* What is needed:
Could you write the entries out again, exactly as they are?

* Dataset extract:
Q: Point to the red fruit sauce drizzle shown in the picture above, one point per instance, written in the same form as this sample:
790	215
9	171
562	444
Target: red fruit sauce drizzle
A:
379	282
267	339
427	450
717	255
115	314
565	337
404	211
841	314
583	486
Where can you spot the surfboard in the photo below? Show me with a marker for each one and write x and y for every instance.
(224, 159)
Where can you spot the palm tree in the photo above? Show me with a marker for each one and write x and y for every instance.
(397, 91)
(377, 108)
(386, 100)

* Solution to the exercise:
Q: Point to the red fruit sauce drizzle shown in the picture above, one point per instance, written in the same form as this sample:
790	215
9	171
562	444
Target: red fruit sauce drizzle
A:
379	282
267	339
427	450
717	255
115	314
565	337
404	211
841	314
583	486
Where can you spot the surfboard in the photo below? Show me with a marker for each one and write x and y for every instance.
(224, 159)
Where can you spot the palm tree in the photo above? Show me with a marker for each one and write x and y for every instance.
(397, 91)
(377, 108)
(386, 100)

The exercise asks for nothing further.